● **Given problem**
Write out every one of the records below word for word, keeping each line as it appears.

----------------------------------------

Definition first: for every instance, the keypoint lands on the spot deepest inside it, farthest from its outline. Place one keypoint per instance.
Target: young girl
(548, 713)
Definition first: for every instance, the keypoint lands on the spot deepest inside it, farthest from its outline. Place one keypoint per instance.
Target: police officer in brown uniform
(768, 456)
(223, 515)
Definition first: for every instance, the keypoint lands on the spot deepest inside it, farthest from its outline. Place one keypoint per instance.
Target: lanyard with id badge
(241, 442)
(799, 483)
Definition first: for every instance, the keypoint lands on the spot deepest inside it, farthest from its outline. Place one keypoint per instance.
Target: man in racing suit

----------------------------------------

● **Expected answer**
Definition first: for every instance, the keypoint lands on the spot deepest inside it, farthest from its outline. Place one keypoint per instance.
Target: young girl
(548, 713)
Definition first: for every instance, the keypoint lands on the spot deepest inside it, farthest from its outline. Place one keypoint per instance.
Target: police officer in brown uniform
(768, 456)
(223, 515)
Definition first: for every instance, the keypoint lands on the spot deepest inside it, farthest from its outline. Place one keypoint per instance.
Target: lanyard with id badge
(241, 442)
(799, 483)
Definition first: for every instance, the keypoint lands on the spot deepest inside it, farthest from its outline. Place one keypoint per instance.
Target: man in racing suit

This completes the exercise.